### WORK TO BE COMPLETED
Reproduce the data below from the line containing "Where can the white surf" up to and including the last line, keeping every line with the requests included, and increase each point coordinate in the answers by 21.

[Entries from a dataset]
^^^^^^^^^^^^^^^^

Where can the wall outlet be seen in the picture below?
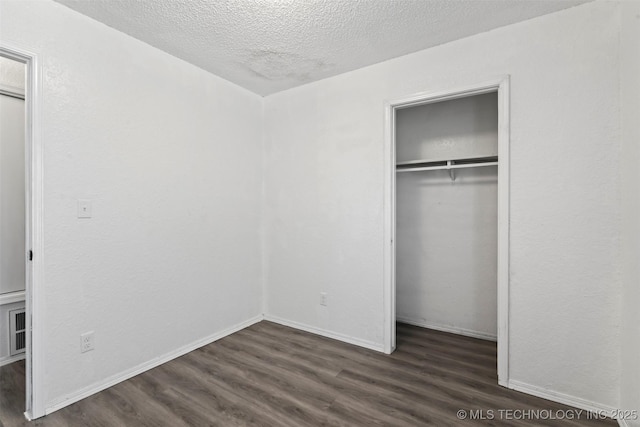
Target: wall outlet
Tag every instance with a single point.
(87, 342)
(323, 298)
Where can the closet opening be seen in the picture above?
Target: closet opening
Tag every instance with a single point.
(22, 229)
(447, 218)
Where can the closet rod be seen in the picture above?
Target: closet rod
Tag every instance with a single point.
(448, 166)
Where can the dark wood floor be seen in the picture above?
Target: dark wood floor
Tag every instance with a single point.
(271, 375)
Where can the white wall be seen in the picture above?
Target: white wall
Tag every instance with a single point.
(630, 197)
(170, 155)
(325, 204)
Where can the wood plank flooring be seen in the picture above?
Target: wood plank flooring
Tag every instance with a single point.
(271, 375)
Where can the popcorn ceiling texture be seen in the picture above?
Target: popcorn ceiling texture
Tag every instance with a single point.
(267, 46)
(11, 73)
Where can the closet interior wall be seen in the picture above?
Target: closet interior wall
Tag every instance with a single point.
(12, 199)
(446, 220)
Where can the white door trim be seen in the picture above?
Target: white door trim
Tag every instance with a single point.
(34, 229)
(501, 86)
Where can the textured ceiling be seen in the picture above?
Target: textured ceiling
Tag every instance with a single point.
(270, 45)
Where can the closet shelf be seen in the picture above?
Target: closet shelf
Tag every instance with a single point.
(426, 165)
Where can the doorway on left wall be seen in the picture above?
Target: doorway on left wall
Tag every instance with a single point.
(13, 239)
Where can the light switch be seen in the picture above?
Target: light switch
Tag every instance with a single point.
(84, 208)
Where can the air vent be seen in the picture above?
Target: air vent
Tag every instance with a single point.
(17, 331)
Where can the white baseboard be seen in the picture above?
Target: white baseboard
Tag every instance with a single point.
(12, 297)
(323, 332)
(450, 329)
(565, 399)
(115, 379)
(10, 359)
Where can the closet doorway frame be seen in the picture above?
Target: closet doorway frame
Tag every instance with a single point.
(34, 220)
(501, 87)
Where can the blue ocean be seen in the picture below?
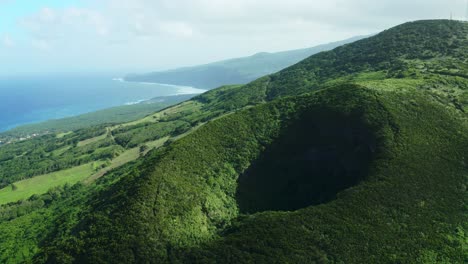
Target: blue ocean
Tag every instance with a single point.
(34, 99)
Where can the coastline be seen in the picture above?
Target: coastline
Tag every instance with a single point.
(181, 89)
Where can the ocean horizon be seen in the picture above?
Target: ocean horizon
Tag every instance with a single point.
(36, 99)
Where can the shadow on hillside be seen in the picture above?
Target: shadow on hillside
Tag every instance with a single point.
(314, 158)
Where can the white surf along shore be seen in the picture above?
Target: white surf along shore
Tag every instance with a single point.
(181, 90)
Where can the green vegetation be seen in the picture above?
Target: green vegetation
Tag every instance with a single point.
(356, 155)
(41, 184)
(113, 115)
(235, 71)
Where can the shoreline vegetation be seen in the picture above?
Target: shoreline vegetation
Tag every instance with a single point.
(124, 113)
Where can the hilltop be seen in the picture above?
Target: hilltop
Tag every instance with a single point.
(355, 155)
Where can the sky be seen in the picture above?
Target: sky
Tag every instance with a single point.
(132, 36)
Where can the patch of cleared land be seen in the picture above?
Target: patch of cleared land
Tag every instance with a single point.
(41, 184)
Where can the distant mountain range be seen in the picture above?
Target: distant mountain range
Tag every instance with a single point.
(235, 71)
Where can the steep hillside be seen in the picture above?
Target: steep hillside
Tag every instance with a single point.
(234, 71)
(355, 155)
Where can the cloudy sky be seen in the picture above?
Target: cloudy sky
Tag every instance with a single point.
(56, 36)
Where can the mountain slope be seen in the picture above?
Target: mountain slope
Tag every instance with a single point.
(356, 155)
(234, 71)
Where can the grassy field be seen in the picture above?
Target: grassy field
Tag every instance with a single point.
(91, 140)
(41, 184)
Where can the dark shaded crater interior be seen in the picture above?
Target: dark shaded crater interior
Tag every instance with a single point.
(315, 157)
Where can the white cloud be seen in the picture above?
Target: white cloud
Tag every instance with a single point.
(7, 41)
(51, 23)
(41, 44)
(178, 29)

^^^^^^^^^^^^^^^^

### ANSWER TO THIS EXERCISE
Where can the white surf along shore be seen in the picture above?
Target: white surf along shore
Tag every instance with a single point.
(202, 111)
Where can the green vegetation be seen in the picture above?
Target: green vegetation
Tag every instance with a single point.
(377, 176)
(62, 205)
(134, 136)
(256, 92)
Where can the shoreline vegetation be seen in the picture above?
Target: shoreline vegetation
Tag every instance with a single point.
(145, 134)
Where can the hilltop be seen in the picture above?
Target: hilltop
Tag every instance with a single point.
(376, 176)
Where can the sky be seen in the picture above?
Target: sky
Tag every instance with a single point.
(153, 57)
Where can the patch of cleared land be seen in the picture above?
Target: patch of cleared land
Tag every instance with a single point.
(62, 205)
Where can the distant mountain range be seen in the picture above?
Target: distant mountain range
Tag every instance with a single point.
(256, 92)
Where can the steep hillside be seen in the picture above?
Target: steep hillside
Tag every instance with a single point.
(255, 92)
(376, 176)
Where can the cloudy sky be seen in the picture above?
Target: cloudy sky
Tag every instance with a single point.
(77, 57)
Where can the mountain slope be seen in the picture above?
Target: mountain slope
Tag every instance with a single point.
(377, 176)
(255, 92)
Where can the grassy field be seen in the picture above?
Target: grassy field
Tag every instance with a single point.
(112, 161)
(62, 205)
Where can the dark shaded crater interior be seen in the picture above?
Target: dark shaded crater interior
Tag every instance with a single point.
(336, 178)
Where can the white cloud be seen in the picture above?
Target: white cloud
Tag every instance with a single point.
(28, 62)
(72, 44)
(62, 65)
(199, 50)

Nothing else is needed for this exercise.